[Items from a data source]
┏━━

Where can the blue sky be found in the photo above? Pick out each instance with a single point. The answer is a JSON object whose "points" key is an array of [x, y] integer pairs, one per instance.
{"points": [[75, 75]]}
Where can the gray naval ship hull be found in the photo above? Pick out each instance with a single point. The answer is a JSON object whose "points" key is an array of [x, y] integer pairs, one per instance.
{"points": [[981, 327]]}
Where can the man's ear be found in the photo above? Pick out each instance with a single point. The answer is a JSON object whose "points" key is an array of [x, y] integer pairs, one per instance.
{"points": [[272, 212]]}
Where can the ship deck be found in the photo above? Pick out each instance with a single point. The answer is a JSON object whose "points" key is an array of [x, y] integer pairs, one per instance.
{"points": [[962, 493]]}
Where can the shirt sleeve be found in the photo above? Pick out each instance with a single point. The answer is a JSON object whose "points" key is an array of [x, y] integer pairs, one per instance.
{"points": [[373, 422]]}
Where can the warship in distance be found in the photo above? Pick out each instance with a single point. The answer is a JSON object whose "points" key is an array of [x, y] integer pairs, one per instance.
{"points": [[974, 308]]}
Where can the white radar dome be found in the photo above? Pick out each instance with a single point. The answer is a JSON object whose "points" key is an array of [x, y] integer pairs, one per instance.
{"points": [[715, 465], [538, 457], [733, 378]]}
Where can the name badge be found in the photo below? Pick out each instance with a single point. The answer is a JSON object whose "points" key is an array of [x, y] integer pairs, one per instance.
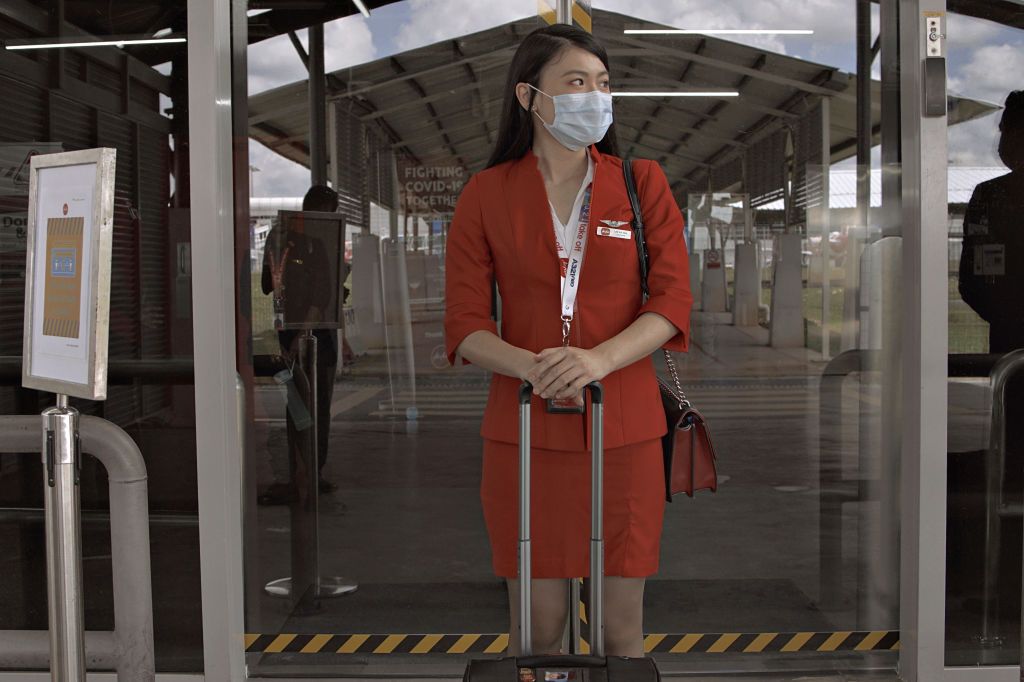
{"points": [[613, 231]]}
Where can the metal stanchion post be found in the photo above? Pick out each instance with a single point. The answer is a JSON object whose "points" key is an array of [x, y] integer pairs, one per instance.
{"points": [[64, 542], [306, 585]]}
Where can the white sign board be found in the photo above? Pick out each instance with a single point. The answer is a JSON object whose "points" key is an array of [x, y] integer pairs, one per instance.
{"points": [[68, 273]]}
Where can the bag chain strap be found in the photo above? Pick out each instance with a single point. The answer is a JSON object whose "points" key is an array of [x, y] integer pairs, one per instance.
{"points": [[642, 249]]}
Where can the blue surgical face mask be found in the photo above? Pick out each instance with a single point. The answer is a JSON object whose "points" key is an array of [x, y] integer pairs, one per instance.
{"points": [[581, 118]]}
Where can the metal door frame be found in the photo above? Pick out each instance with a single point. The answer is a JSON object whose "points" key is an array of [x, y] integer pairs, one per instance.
{"points": [[923, 522]]}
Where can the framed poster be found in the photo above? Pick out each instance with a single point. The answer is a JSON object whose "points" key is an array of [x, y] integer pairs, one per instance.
{"points": [[68, 272]]}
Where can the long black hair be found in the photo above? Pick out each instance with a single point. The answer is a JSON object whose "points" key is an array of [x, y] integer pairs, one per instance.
{"points": [[1013, 113], [515, 133]]}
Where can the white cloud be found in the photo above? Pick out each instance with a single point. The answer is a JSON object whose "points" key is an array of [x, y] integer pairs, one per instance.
{"points": [[432, 20], [975, 142], [278, 176], [970, 31], [990, 74], [274, 61], [832, 20]]}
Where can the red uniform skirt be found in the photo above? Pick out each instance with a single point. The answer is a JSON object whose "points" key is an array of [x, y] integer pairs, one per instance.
{"points": [[634, 507]]}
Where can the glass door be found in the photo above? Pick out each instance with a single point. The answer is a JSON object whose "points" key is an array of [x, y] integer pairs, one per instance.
{"points": [[780, 138], [984, 446]]}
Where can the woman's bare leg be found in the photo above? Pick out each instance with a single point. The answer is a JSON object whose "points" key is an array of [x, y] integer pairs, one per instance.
{"points": [[624, 616], [550, 612]]}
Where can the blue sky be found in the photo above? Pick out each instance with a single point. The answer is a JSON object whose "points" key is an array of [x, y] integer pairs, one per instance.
{"points": [[985, 60]]}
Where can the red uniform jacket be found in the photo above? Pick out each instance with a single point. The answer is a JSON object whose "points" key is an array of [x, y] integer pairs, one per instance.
{"points": [[502, 228]]}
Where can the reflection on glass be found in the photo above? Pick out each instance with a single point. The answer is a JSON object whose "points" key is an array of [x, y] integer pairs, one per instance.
{"points": [[986, 438]]}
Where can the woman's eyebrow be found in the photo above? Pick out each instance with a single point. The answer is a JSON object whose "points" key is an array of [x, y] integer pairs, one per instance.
{"points": [[583, 73]]}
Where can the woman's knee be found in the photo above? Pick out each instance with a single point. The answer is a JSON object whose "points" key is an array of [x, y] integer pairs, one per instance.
{"points": [[550, 608]]}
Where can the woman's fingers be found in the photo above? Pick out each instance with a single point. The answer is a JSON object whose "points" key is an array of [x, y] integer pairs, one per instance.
{"points": [[546, 361], [554, 379], [569, 383]]}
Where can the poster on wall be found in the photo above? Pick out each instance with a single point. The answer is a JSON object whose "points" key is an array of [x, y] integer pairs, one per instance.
{"points": [[68, 272]]}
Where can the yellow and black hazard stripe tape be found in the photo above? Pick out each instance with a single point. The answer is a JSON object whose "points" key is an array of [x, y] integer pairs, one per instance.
{"points": [[784, 642]]}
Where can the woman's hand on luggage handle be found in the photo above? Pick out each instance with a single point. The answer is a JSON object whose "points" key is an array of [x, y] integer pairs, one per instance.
{"points": [[562, 373]]}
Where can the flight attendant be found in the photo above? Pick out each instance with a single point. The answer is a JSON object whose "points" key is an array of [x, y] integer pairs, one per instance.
{"points": [[549, 220]]}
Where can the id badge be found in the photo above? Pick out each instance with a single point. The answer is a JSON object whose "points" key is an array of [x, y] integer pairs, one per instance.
{"points": [[565, 407]]}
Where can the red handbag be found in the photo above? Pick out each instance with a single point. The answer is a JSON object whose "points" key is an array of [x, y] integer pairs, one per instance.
{"points": [[687, 449]]}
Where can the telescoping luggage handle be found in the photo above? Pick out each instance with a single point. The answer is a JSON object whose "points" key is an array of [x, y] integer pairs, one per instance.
{"points": [[595, 608]]}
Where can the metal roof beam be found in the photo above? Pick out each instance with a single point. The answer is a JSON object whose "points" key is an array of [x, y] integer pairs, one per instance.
{"points": [[497, 55], [413, 83], [297, 44], [748, 101], [647, 48], [659, 105]]}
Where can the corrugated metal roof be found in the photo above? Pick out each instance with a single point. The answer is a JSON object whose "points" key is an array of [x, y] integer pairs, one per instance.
{"points": [[440, 103], [843, 185]]}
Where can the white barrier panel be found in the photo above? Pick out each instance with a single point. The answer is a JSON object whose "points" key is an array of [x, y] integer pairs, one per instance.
{"points": [[748, 286], [786, 327]]}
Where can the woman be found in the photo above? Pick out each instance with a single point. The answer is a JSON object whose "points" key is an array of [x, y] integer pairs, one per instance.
{"points": [[552, 203]]}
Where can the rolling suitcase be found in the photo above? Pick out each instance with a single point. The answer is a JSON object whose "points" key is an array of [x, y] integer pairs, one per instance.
{"points": [[574, 668]]}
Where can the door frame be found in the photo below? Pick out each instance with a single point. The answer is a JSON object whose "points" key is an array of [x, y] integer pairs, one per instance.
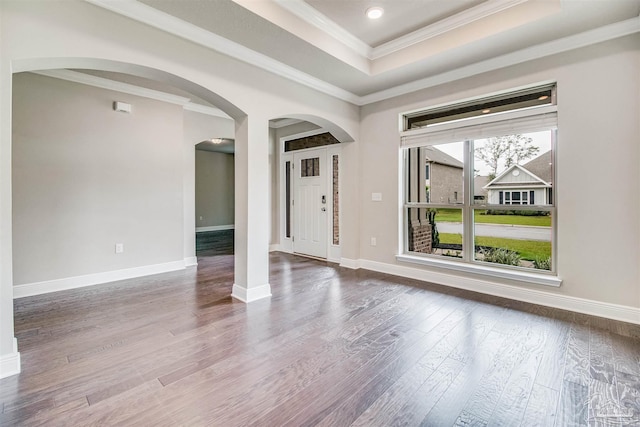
{"points": [[287, 244]]}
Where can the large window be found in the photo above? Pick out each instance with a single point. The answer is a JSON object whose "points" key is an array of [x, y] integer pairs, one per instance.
{"points": [[478, 182]]}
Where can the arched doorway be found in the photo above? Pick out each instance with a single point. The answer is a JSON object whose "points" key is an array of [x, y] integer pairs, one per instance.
{"points": [[309, 150]]}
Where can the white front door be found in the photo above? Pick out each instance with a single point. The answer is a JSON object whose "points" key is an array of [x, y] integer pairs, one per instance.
{"points": [[310, 203]]}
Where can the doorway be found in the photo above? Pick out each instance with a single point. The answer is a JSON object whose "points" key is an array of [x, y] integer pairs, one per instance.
{"points": [[310, 203], [309, 200]]}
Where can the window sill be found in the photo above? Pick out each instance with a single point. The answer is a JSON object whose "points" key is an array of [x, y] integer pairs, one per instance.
{"points": [[502, 273]]}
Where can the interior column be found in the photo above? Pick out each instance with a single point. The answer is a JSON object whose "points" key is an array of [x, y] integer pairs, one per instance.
{"points": [[252, 210]]}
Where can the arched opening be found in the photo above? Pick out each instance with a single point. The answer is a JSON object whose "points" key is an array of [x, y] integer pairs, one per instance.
{"points": [[307, 151], [182, 159]]}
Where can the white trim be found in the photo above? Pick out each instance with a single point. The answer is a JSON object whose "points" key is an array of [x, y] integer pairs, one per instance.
{"points": [[576, 41], [191, 261], [443, 26], [215, 228], [484, 270], [353, 264], [100, 82], [37, 288], [10, 363], [535, 296], [312, 16], [205, 109], [251, 294], [283, 123], [165, 22]]}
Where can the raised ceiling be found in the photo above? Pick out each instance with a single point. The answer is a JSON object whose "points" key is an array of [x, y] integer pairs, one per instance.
{"points": [[331, 46]]}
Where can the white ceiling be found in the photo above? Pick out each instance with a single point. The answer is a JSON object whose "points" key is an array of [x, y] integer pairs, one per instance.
{"points": [[401, 16], [331, 46]]}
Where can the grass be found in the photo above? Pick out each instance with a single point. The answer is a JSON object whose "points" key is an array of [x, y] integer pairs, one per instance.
{"points": [[528, 249], [455, 215]]}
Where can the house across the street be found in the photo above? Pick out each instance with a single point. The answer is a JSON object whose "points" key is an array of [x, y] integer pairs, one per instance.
{"points": [[528, 184]]}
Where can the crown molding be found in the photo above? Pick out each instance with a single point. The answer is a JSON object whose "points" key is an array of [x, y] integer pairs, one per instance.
{"points": [[312, 16], [170, 24], [445, 25], [587, 38], [102, 83]]}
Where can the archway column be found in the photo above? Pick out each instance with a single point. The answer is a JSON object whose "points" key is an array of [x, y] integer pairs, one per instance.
{"points": [[252, 210]]}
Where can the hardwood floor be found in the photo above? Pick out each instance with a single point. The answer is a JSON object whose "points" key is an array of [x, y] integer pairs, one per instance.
{"points": [[332, 347]]}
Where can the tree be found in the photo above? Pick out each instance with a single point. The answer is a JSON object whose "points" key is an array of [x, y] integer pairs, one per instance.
{"points": [[507, 150]]}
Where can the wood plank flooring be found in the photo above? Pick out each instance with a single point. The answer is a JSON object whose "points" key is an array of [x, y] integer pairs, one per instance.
{"points": [[332, 347]]}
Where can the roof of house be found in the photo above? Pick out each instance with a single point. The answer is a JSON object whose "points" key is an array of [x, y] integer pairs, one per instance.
{"points": [[436, 156], [541, 167], [479, 182]]}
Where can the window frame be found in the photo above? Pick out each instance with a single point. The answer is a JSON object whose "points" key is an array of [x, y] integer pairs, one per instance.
{"points": [[469, 263]]}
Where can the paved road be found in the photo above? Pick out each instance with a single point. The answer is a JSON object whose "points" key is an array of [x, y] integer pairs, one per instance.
{"points": [[499, 230]]}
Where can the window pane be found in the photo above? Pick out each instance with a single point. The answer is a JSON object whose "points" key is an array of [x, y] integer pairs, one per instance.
{"points": [[520, 167], [517, 238], [435, 174], [310, 167], [435, 231]]}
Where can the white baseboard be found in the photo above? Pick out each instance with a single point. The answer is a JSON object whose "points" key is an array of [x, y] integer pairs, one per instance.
{"points": [[30, 289], [353, 264], [215, 228], [251, 294], [190, 261], [10, 363], [534, 296]]}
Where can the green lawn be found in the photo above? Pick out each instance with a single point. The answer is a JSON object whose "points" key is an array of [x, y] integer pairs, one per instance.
{"points": [[455, 215], [528, 249]]}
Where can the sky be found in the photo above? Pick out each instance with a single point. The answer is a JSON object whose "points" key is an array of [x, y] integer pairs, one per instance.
{"points": [[541, 140]]}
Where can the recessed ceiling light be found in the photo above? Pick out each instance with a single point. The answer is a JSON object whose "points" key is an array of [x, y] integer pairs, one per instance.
{"points": [[375, 12]]}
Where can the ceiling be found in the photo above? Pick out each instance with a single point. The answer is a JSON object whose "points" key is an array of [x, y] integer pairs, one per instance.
{"points": [[331, 45]]}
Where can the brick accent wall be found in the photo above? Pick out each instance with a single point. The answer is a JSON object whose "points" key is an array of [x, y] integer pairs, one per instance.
{"points": [[310, 142], [336, 200], [420, 236]]}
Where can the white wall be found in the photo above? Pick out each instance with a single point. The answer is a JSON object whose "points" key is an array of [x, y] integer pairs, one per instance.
{"points": [[86, 177], [214, 189], [598, 114], [74, 34]]}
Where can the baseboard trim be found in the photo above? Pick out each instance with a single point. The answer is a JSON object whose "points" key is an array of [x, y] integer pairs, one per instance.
{"points": [[190, 261], [534, 296], [31, 289], [353, 264], [251, 294], [10, 363], [215, 228]]}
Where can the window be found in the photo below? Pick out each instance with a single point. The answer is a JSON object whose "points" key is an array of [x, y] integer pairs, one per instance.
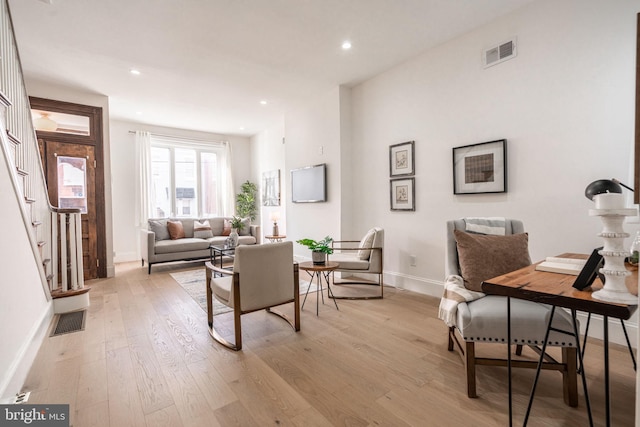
{"points": [[185, 178]]}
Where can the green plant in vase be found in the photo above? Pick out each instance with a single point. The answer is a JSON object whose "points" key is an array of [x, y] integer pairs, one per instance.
{"points": [[319, 248]]}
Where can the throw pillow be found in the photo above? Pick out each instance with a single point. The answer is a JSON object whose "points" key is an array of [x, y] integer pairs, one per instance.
{"points": [[176, 231], [159, 227], [366, 242], [202, 230], [483, 257], [227, 228]]}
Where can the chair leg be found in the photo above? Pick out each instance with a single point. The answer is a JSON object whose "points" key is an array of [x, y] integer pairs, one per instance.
{"points": [[570, 376], [470, 362]]}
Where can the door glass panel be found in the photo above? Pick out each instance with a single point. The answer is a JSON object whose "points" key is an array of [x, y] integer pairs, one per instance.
{"points": [[186, 200], [72, 183], [51, 121], [209, 173], [160, 182]]}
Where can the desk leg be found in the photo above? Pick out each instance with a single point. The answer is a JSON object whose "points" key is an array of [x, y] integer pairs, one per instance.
{"points": [[509, 359], [307, 293], [607, 396], [582, 373], [542, 353]]}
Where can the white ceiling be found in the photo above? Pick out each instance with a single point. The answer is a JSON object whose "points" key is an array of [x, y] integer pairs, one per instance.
{"points": [[207, 64]]}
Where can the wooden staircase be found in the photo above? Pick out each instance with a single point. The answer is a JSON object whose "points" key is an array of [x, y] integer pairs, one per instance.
{"points": [[55, 234]]}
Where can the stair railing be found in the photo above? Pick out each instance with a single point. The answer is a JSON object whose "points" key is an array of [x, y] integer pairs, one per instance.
{"points": [[44, 222]]}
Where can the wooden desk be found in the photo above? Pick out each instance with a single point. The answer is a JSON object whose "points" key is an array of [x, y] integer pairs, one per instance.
{"points": [[319, 270], [557, 290]]}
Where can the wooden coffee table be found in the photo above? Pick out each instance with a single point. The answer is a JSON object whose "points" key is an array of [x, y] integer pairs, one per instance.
{"points": [[319, 271]]}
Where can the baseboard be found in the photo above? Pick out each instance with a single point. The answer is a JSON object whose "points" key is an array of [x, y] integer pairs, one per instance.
{"points": [[596, 328], [16, 374]]}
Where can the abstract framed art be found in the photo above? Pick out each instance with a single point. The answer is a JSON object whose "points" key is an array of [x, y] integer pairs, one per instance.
{"points": [[403, 194], [401, 159], [480, 168]]}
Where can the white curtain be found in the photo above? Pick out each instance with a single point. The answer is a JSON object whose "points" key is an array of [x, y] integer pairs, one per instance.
{"points": [[228, 193], [143, 172]]}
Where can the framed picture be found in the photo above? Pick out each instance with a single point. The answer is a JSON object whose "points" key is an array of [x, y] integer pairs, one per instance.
{"points": [[271, 188], [401, 159], [480, 168], [403, 194]]}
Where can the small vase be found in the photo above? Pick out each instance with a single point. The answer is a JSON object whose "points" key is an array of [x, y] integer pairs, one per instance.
{"points": [[233, 238], [318, 258]]}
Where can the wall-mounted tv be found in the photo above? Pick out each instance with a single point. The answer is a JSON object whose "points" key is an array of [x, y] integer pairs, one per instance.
{"points": [[309, 184]]}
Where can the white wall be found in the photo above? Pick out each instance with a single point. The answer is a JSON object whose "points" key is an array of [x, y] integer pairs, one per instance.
{"points": [[313, 136], [565, 104], [268, 154], [25, 312], [126, 243]]}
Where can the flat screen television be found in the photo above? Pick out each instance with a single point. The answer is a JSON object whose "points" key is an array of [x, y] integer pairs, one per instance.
{"points": [[309, 184]]}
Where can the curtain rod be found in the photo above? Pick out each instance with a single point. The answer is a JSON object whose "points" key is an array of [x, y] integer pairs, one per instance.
{"points": [[183, 137]]}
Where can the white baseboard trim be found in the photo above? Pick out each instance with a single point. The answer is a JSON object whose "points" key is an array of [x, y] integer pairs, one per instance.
{"points": [[596, 328], [15, 375]]}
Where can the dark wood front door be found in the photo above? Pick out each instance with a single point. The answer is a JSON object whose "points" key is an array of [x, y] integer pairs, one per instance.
{"points": [[73, 165], [71, 180]]}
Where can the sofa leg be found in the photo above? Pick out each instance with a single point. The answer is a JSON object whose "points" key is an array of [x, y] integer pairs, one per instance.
{"points": [[470, 362]]}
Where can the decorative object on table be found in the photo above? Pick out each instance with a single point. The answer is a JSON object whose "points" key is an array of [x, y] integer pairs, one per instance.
{"points": [[402, 194], [319, 249], [271, 188], [236, 226], [480, 168], [246, 201], [275, 216], [610, 207], [402, 159]]}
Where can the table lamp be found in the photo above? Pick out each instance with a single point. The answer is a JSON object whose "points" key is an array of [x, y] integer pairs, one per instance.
{"points": [[275, 216], [610, 207]]}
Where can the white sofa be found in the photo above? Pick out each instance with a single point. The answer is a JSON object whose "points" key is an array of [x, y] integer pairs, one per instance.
{"points": [[156, 245]]}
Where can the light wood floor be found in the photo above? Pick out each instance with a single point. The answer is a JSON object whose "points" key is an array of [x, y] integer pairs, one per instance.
{"points": [[145, 358]]}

┗━━

[PROBLEM TO SOLVE]: Your answer should consist of the lines from the line with "Where can the white sofa" through the last line of the data, set down exactly, both included.

[ANSWER]:
Where can the white sofa be found in the photo above? Pick out each instance with a single point. The answer is a JSON object whose "points" key is an array of [x, y] integer pairs, one per instance.
{"points": [[156, 245]]}
Where can the light wood floor be found in the photo above? Pick out each instance with a single point. The answer is a JSON object whose "points" key is an array of [x, y] integer pairs, one per instance.
{"points": [[145, 358]]}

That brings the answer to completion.